# Brief
Output an exact reproduction of the data.
━━━ Data for analysis ━━━
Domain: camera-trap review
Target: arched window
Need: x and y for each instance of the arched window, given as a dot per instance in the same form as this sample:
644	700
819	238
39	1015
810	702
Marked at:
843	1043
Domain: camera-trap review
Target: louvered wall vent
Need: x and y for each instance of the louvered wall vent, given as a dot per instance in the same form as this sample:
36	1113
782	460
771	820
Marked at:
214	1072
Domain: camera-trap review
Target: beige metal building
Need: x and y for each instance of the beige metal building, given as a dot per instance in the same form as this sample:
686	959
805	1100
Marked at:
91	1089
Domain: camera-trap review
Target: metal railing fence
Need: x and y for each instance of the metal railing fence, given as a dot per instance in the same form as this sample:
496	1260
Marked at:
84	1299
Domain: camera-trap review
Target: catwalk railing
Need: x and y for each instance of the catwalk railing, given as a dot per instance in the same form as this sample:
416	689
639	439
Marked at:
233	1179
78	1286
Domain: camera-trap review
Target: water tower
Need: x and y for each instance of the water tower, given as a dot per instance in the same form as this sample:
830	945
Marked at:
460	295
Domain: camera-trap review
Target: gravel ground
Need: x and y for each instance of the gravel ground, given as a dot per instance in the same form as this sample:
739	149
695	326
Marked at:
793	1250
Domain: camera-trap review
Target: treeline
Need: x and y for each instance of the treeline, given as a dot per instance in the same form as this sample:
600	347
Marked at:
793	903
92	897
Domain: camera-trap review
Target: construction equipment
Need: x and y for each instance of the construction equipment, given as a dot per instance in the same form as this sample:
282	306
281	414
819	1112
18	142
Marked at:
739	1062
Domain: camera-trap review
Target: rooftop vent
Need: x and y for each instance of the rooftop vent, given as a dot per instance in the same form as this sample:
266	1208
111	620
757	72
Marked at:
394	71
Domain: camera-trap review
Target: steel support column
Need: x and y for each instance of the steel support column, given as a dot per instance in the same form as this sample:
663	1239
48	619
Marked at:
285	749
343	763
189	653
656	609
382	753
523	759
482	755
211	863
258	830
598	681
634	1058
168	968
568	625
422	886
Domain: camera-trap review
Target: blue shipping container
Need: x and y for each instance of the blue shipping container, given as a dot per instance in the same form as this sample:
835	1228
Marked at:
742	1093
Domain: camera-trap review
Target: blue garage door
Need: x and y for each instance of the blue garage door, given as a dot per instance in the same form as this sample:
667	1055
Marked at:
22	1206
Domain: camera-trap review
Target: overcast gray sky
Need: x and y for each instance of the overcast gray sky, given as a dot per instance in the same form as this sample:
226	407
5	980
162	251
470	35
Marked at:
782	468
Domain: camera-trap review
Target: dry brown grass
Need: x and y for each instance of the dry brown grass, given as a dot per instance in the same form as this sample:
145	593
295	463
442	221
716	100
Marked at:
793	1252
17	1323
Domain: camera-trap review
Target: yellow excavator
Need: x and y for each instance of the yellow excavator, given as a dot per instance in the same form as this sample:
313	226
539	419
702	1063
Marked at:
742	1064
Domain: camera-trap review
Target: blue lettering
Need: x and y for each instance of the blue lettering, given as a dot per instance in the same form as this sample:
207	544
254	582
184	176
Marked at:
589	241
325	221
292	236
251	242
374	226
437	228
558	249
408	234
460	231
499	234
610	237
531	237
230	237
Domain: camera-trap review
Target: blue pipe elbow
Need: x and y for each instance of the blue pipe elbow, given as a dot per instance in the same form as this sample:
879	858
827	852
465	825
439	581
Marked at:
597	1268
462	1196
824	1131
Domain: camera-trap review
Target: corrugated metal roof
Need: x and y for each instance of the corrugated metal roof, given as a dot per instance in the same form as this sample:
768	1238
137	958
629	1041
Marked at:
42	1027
━━━
# Response to this task
Domain: camera-trap review
Target: arched window
Need: x and y for each instance of the arched window, given as a dot per instance in the same form as this sample:
644	700
819	238
39	1015
810	702
Marked at:
843	1043
Domain: camera-trap review
Target: louvered wall vent
Need: x and y for each instance of the louvered wall vent, given as a dot per instance in the same form as this sample:
36	1113
782	460
771	820
Marked at:
214	1072
Domain: camera-trap review
Target: beige metal building
Need: x and y for each instance of the beige metal building, given as a dot per instance in the same form as this sample:
686	959
805	1100
Marked at:
91	1089
Domain: camera-trap review
Target: metal railing fence
Need: x and y for each instance of the metal railing fence, given as a dot per instance in the same form as this sample:
496	1260
Marked at:
84	1299
Domain: camera-trap review
Target: catwalk railing
Need: x and y for each instance of the catwalk railing, given as a dot per instance in the same form as this sample:
416	689
639	439
Marked at:
233	1179
78	1286
Domain: camera-trap review
Target: water tower
Need: x and y for each instance of the water tower, given as a dot per instance in the same form as this sample:
830	945
Marked at:
460	295
Domain: camera-trap review
Target: gravel ground
Need: x and y for each instance of the gravel ground, given as a dot per instance in the same form as this sample:
739	149
695	326
Marked at:
793	1250
Domain: camera-trap review
Target: treeline
Need: x and y for each instance of the treeline, given as a dot per instance in the same form as this sample:
600	347
Marked at:
793	903
92	897
Domain: camera-trap review
Target: construction equipment
Need: x and y for each instance of the construction equipment, given as a dot per instance in the same form as this sample:
282	306
281	414
819	1112
18	142
Marked at:
739	1062
Domain: camera-trap review
Target: rooftop vent
Need: x and y for each instance of the rooftop vent, given as a dot per instance in the same form as this sample:
266	1208
111	620
757	72
Marked at:
394	71
Domain: camera-trap review
Target: steel support column
Need: x and y for each instance of the steel support column, given as a dot per instance in the same form as this sample:
663	1239
48	619
Marked at:
285	749
343	763
189	653
656	609
382	753
523	759
482	755
211	863
258	830
598	681
634	1058
168	968
568	625
422	886
Domain: camera-trap review
Target: blue shipping container
Need: x and y for each instance of the blue shipping container, given as a dot per instance in the same form as this sample:
835	1228
Marked at:
742	1093
Domain: camera-trap review
Target: blue garage door
Need: x and y for each instance of the blue garage door, given as a dot per instance in the same form as this sample:
667	1055
Marked at:
22	1206
Domain: camera-trap review
Target: overcast gray sky
Need: x and y for each instance of the overcast gray sky, given as a dot per instance in the same form as this sample:
226	407
5	980
162	251
470	35
Marked at:
782	468
Domain: camera-trap review
Target: dry brown grass
Need: x and y for each instance of the dry brown grass, given as a dot per instance in the same form as this sample:
145	593
295	463
442	221
716	100
Marked at:
793	1252
17	1323
Domain: camera-trap review
Target: yellow excavator
Need: x and y for each instance of the yellow excavator, given as a dot per instance in the same form as this sample:
313	226
539	419
702	1063
Marked at:
742	1064
Domain: camera-trap review
Target: blue lettering
Need: x and y for each instance of the blue lettering, given as a dot per instance in the same form as this sample:
207	544
254	582
184	176
Marked at:
589	241
325	221
292	236
251	242
374	226
437	228
558	249
408	234
460	231
499	234
610	237
531	237
230	237
Domain: camera-trap review
Target: blue pipe elbow
Need: x and y for each instance of the blue pipe elbow, given as a dot per instance in the same form as this sample:
879	858
827	852
465	825
439	581
Marked at:
597	1268
462	1196
824	1131
Domain: camera-trap review
Target: corrugated metal roof
Need: x and y for each instance of the corrugated metal roof, given as a dot per instance in the same form as this sample:
768	1238
137	958
629	1041
Marked at:
42	1027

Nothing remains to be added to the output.